To do: Transcribe the listing below word for word.

Exercise inputs:
___

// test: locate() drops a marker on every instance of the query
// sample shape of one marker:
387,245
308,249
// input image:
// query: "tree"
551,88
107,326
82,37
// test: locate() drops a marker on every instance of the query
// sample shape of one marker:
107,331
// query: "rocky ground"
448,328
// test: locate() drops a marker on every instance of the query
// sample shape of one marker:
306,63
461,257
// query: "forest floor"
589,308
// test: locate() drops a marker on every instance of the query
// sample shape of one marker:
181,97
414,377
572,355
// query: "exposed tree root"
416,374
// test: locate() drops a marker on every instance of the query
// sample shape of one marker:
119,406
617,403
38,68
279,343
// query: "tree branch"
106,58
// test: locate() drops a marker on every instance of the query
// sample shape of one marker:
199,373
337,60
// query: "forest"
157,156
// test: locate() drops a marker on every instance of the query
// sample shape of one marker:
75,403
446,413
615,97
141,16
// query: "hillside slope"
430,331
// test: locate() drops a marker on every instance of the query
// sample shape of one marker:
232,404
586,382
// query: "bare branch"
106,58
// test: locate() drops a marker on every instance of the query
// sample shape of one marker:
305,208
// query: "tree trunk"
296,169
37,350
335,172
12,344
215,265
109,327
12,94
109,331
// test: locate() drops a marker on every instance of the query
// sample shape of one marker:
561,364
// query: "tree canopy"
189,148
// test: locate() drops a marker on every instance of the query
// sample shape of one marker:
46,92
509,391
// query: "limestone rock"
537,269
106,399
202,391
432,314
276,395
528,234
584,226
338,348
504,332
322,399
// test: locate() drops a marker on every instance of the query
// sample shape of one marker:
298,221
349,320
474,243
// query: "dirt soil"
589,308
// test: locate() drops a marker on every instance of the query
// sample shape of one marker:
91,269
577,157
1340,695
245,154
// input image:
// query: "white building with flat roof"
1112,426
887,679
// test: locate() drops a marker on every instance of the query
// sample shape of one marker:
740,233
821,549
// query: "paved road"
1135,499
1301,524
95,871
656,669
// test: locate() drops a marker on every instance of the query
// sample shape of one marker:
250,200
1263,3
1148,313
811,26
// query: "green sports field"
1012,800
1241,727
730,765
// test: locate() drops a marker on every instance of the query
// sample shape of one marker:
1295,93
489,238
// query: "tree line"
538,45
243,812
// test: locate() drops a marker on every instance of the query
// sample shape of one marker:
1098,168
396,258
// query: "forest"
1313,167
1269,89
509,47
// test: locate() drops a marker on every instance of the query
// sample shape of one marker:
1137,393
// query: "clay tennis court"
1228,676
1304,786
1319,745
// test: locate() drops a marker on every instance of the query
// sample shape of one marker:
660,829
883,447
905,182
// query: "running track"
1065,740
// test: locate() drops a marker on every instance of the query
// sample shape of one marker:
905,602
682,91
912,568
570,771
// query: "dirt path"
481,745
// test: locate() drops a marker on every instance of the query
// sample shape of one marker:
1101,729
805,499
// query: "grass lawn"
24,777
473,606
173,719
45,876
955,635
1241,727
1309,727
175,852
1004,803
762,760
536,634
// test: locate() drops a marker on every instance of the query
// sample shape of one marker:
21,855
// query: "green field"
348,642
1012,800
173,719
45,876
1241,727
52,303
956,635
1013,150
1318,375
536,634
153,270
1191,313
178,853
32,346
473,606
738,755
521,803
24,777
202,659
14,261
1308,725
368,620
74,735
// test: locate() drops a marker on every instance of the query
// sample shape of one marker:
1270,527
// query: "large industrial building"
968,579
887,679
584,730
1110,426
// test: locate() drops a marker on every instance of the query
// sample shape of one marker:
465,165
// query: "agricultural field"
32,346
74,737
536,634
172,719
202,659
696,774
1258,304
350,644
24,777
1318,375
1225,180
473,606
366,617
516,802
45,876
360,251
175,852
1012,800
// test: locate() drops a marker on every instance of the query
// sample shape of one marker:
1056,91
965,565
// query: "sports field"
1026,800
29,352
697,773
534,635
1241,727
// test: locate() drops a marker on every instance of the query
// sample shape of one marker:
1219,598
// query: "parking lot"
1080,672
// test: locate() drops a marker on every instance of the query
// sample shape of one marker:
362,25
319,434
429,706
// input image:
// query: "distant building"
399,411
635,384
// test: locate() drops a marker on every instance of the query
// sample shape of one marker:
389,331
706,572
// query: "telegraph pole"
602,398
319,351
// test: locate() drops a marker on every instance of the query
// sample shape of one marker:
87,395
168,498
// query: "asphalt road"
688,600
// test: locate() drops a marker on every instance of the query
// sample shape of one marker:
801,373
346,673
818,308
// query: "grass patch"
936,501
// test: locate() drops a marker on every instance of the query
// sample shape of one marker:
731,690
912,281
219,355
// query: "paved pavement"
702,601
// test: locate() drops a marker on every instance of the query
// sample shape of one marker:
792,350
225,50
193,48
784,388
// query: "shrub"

___

Solution for this problem:
// test: locate() drops a marker on every instance of the query
// sample shape of one marker:
387,245
308,249
// input image:
// query: "tree"
551,88
107,326
82,37
// test: locate() drops a marker on every instance of the query
// sample shape of one marker:
107,331
// query: "rocky ground"
448,328
// test: locate() drops a marker on every instance of the query
// sample shape of one marker:
306,63
461,257
// query: "forest floor"
589,308
// test: locate() drops a marker on every instance of the query
// sample shape of one marker:
181,97
414,377
572,355
// query: "exposed tree root"
416,374
// test: locate() drops a marker on every instance of the query
// sample shape of one marker:
119,406
617,403
38,68
279,343
// query: "tree branch"
106,58
// test: locate() drops a marker on every instance of the query
// sample shape of one marker:
199,373
337,60
// query: "forest"
157,156
// test: locate() drops a marker on every instance of the query
// sample shape of one marker:
75,403
446,413
615,97
141,16
// query: "hillside slope"
430,331
// test: locate() drops a marker on every instance of the query
// sample shape of one marker:
232,404
586,382
// query: "bare branch"
106,58
// test: locate() drops a marker on every instance of the query
// sample shape of one marker:
305,208
// query: "tree trunk"
296,169
37,350
335,172
12,344
215,265
109,327
12,94
109,331
// test: locate() drops a marker on every instance of the query
// sample shape of one marker:
561,364
// query: "tree canopy"
189,148
// test: locate() drops a marker on every instance of the query
// sample shape of one marker:
46,92
509,391
// query: "limestone rock"
537,269
106,399
202,391
432,314
276,395
528,234
584,226
338,348
504,332
322,399
// test: locate() drops a marker on every instance of the query
// sample shape of one marker:
298,221
349,320
474,243
// query: "dirt soil"
589,308
// test: locate() drops a marker on every instance of the query
// sample shape of one marker:
91,269
577,157
1340,695
245,154
// input image:
// query: "white building with flat roof"
1112,426
887,679
// test: locate() drops a marker on every instance of the query
// sample shape of one marker:
740,233
821,549
// query: "paved road"
1135,499
1301,524
95,871
656,669
// test: locate() drops a marker on every instance of the query
// sample shape of one marker:
250,200
1263,3
1148,313
811,26
// query: "green sports field"
1012,800
1241,727
730,765
// test: locate() drops a marker on every instance of the query
// sample shape of one marker:
1295,93
489,238
// query: "tree line"
538,45
243,812
// test: locate() drops a marker on every instance of the query
// sample shape of one marker:
1098,168
396,258
// query: "forest"
1313,167
1269,89
509,47
// test: locate() drops a marker on every instance of the query
// sample shape of one marker:
1137,393
// query: "clay tennis court"
1228,676
1304,786
1319,745
// test: locate() drops a marker on every instance of the query
// sample shape of one marker:
660,829
883,447
905,182
// query: "running track"
1065,740
// test: locate() drops a marker on every instance of the query
// sample shape of one marker:
905,602
682,91
912,568
570,771
// query: "dirt path"
481,745
// test: locate() drops a marker on every instance of the query
// sample shape of one marker:
1101,729
805,499
// query: "grass lawn"
24,777
473,606
173,719
45,876
955,635
1241,727
1309,727
175,852
1004,803
762,760
536,634
// test: locate() drops a marker on every instance of the query
// sample shape of one marker:
21,855
// query: "green field"
348,642
1012,800
173,719
45,876
1241,727
52,303
956,635
1013,150
1318,375
536,634
153,270
1191,313
178,853
32,346
473,606
738,755
521,803
24,777
202,659
14,261
1308,725
368,620
74,735
// test: locate() drops a marker on every instance of the query
// sample shape of one marker:
1270,527
// query: "large industrial building"
968,579
887,679
584,730
1110,426
// test: locate() drops a marker on every instance of the query
// sample shape of one marker:
465,165
// query: "agricultural field"
32,346
74,737
536,634
172,719
202,659
696,774
1258,304
350,644
24,777
1318,375
1225,180
473,606
366,617
516,802
45,876
360,251
175,852
1012,800
// test: locate() drops a marker on every instance of the query
// sample shape of one marker:
1056,91
965,565
// query: "sports field"
1026,800
29,352
697,773
534,635
1241,727
// test: locate() drops a marker on every instance of the query
// sample shape of one marker:
1219,598
// query: "parking lot"
1080,672
// test: locate() drops a marker on every instance of the query
// sample shape of one marker:
362,25
319,434
429,706
// input image:
// query: "distant building"
399,411
635,384
// test: locate() drops a marker on every instance of the query
// sample shape of one marker:
389,331
706,572
// query: "telegraph pole"
602,398
319,351
// test: locate() drops a marker on every instance of the query
// sample shape of one marker:
87,395
168,498
// query: "asphalt road"
688,600
// test: locate() drops a marker on every instance of the query
// sample shape of one marker:
801,373
346,673
818,308
// query: "grass patch"
936,501
// test: locate() drops a marker on every instance of the query
// sample shape of one marker:
731,690
912,281
219,355
// query: "paved pavement"
702,601
// test: locate() drops a marker on every instance of the query
// sample shape of one marker:
792,350
225,50
193,48
784,388
// query: "shrub"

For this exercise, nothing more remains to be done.